**Assignment 1**
Can you give the blog post about Ezra Pound and the Bollingen Prize again, from "I began this" up to and including "YORK (By Mail)", updating "psychiatrist" to "physician"?
**Assignment 2**
In the blog post about Ezra Pound and the Bollingen Prize, which kinds of historical artifacts does the writer name as part of the transcription project?
**Assignment 3**
Could you carry on the blog post about Ezra Pound and the Bollingen Prize from its last sentence?

Monday, August 8, 2011

Amanuensis Monday: Ezra Pound and the Bollingen Prize

Amanuensis: A person employed to write what another dictates or to copy what has been written by another.

I continue my project to transcribe family letters, journals, newspaper articles, audiotapes, and other historical artifacts. Not only do the documents contain genealogical information, the words breathe life into kin - some I never met - others I see a time in their life before I knew them.

I began this project back in February of 2009, and since then, many others have joined in on the meme.  Why do we transcribe?  I provide my three reasons in the linked post.  You may find others.  If you participate, feel free to leave a link to your post in the comments.


This week, I look at a newspaper article from March of 1949 concerning the controversy over Ezra Pound winning the Bollingen Prize for Literature after escaping a lifetime prison sentence for treason on the insanity plea. What does this have to do with my family history? A cousin was a psychiatrist on staff at the asylum, and is mentioned briefly at the end of the article. [The article was found in a search of Google News' archives.]

The Indian Express (Madras, India) – March 1, 1949 (Vol XVII, No. 97) - p. 7.


NEW YORK (By Mail)

Ezra Pound, the bearded 63-year-old American poet, who broadcast for Mussolini during the war, has won a £250 prize for a poem he began in a prison camp and finished in an asylum.

The judges say they are “aware that objections may be made to awarding a prize to a man situated as is Mr. Pound.

(Stored data entries)
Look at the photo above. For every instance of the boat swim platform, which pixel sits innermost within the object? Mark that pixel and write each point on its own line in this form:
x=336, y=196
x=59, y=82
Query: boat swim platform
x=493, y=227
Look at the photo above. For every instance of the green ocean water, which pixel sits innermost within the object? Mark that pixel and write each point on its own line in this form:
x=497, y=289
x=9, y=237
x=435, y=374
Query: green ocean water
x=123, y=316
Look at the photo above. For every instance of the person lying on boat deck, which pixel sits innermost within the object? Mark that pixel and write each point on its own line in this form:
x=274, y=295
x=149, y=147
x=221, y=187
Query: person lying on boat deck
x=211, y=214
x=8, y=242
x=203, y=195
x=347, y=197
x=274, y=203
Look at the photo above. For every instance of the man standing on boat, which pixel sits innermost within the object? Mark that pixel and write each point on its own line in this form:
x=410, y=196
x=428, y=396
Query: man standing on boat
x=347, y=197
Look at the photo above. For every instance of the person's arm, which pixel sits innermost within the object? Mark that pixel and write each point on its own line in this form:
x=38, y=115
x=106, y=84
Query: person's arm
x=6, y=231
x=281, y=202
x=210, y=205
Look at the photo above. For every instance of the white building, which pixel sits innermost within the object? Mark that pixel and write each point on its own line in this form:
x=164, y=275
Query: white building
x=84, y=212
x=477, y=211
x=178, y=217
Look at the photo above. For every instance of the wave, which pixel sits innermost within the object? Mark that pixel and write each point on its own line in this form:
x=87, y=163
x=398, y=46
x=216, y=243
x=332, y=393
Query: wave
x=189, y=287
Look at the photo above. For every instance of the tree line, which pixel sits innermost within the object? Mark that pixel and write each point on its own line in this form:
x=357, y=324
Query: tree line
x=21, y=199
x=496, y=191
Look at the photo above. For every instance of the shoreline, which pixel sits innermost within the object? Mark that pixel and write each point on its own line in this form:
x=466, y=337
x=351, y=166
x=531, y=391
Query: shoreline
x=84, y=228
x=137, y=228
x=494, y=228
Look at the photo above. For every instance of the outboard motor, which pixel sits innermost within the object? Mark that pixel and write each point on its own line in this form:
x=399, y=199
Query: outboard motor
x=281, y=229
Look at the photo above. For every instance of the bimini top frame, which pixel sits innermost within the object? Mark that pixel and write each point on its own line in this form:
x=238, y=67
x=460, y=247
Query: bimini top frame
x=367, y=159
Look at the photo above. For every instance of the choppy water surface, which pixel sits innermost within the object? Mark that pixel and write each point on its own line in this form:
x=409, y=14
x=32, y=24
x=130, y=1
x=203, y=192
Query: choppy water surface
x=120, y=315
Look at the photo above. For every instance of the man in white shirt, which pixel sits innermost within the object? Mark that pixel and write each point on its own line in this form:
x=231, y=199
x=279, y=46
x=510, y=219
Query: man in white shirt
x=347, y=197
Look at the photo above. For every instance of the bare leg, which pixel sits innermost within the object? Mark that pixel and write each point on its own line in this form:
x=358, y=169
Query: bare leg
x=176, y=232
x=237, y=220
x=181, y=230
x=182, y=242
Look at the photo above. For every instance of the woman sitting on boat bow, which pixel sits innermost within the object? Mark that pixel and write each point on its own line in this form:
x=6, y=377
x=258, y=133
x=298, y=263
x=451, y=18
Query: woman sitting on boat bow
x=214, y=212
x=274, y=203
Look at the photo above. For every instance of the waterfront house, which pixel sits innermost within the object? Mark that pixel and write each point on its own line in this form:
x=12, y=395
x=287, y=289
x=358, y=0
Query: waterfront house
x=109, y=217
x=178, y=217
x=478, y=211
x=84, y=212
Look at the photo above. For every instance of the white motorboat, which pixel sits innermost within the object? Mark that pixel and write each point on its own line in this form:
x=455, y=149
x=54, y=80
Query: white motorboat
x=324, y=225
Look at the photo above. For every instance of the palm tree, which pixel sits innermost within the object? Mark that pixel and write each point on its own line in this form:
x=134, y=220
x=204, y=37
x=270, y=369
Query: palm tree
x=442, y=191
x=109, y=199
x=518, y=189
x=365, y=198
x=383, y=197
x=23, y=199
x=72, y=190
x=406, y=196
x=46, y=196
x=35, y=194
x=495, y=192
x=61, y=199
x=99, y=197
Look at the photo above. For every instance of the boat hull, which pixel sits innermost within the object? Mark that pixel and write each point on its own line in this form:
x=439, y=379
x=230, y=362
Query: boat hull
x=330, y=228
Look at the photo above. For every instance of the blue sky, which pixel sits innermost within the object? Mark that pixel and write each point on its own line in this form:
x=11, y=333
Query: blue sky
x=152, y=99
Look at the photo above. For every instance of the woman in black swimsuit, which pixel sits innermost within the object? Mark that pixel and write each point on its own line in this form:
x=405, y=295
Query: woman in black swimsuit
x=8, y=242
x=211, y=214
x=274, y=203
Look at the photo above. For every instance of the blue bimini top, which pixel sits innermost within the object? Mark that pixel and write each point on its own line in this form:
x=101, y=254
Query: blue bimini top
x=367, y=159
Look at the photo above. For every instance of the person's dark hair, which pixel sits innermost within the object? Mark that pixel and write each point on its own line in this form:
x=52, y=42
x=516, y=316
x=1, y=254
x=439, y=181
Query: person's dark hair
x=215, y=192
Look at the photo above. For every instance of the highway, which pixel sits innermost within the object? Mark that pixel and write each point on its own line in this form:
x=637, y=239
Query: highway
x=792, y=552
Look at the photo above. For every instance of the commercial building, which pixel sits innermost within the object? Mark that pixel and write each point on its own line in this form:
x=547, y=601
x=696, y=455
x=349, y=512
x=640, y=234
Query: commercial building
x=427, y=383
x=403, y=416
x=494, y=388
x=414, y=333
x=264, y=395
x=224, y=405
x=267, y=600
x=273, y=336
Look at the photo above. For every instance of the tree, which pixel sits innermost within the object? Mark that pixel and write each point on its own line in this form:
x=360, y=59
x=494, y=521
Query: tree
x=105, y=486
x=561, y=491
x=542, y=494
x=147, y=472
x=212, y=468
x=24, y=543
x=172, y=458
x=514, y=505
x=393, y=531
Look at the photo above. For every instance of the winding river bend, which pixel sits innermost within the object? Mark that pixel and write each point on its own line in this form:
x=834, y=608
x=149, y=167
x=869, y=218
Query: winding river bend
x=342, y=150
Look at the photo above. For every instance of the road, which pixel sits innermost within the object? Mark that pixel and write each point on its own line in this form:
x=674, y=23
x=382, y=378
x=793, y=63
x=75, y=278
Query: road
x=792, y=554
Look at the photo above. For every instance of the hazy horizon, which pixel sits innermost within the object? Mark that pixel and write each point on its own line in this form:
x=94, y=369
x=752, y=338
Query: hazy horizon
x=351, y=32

**Written reply 1**
I began this project back in February of 2009, and since then, many others have joined in on the meme.  Why do we transcribe?  I provide my three reasons in the linked post.  You may find others.  If you participate, feel free to leave a link to your post in the comments.


This week, I look at a newspaper article from March of 1949 concerning the controversy over Ezra Pound winning the Bollingen Prize for Literature after escaping a lifetime prison sentence for treason on the insanity plea. What does this have to do with my family history? A cousin was a physician on staff at the asylum, and is mentioned briefly at the end of the article. [The article was found in a search of Google News' archives.]

The Indian Express (Madras, India) – March 1, 1949 (Vol XVII, No. 97) - p. 7.


NEW YORK (By Mail)

**Written reply 2**
Family letters, journals, newspaper articles, audiotapes

**Written reply 3**
“In their view, however, the possibility of such objection did not alter the responsibility assumed by the jury of selection. To permit other considerations than that of poetic achievement to sway decision would destroy the significance of the award and would, in principle, deny the validity of that objective perception of value on which any civilized society must rest.”

The prize-winning verses, known as the “Pisan Cantos” are part of a life-work; there are now 84 Cantos in all.

Strange English

They are full of Chinese, Greek, Latin, French and Hebrew expressions, as well as Pound’s strange adaptation of English. Sample:

One tanka entitled shadow
Babao, or the hawk’s wing
Of no fortune and with a name to some
Is downright iniquity said J. Adams
At 35 instead of 21 65
Doubtless conditioned by what his father heard in Byzantium
Doubtless conditioned by the great Meyer Anselm
That old H had heard from the ass-eared militarist in Byzantium.

He can also write like this (after the British 1945 election):

Oh to be in England now that Winston’s out,
Now that there’s room for doubt,
And the bank may be the nation’s.

Caught in Italy

Pound, who was caught in Italy in 1945, was brought to the U.S. to face a charge of high treason. A panel of alienists proved him insane and he was confined in a public mental institution.

Dr. Bernard Cruvant, on the institution staff, who is studying the cantos as part of the study of Pound’s state of mind, said to-day that his patient, told of the award, expressed gratification.

[The most famous poem written in an asylum is Christopher Smart’s]


1) Pound's insanity was called into question by researchers in 1981. (NYTimes article)

2) Dr. Bernard Cruvant was the son of David Cruvant, and the grandson of my second great grandfather, Moshe Leyb Cruvant.

3) I don't believe my cousin was involved with the original determination of Pound's insanity in 1946, but was assigned to the case afterwards.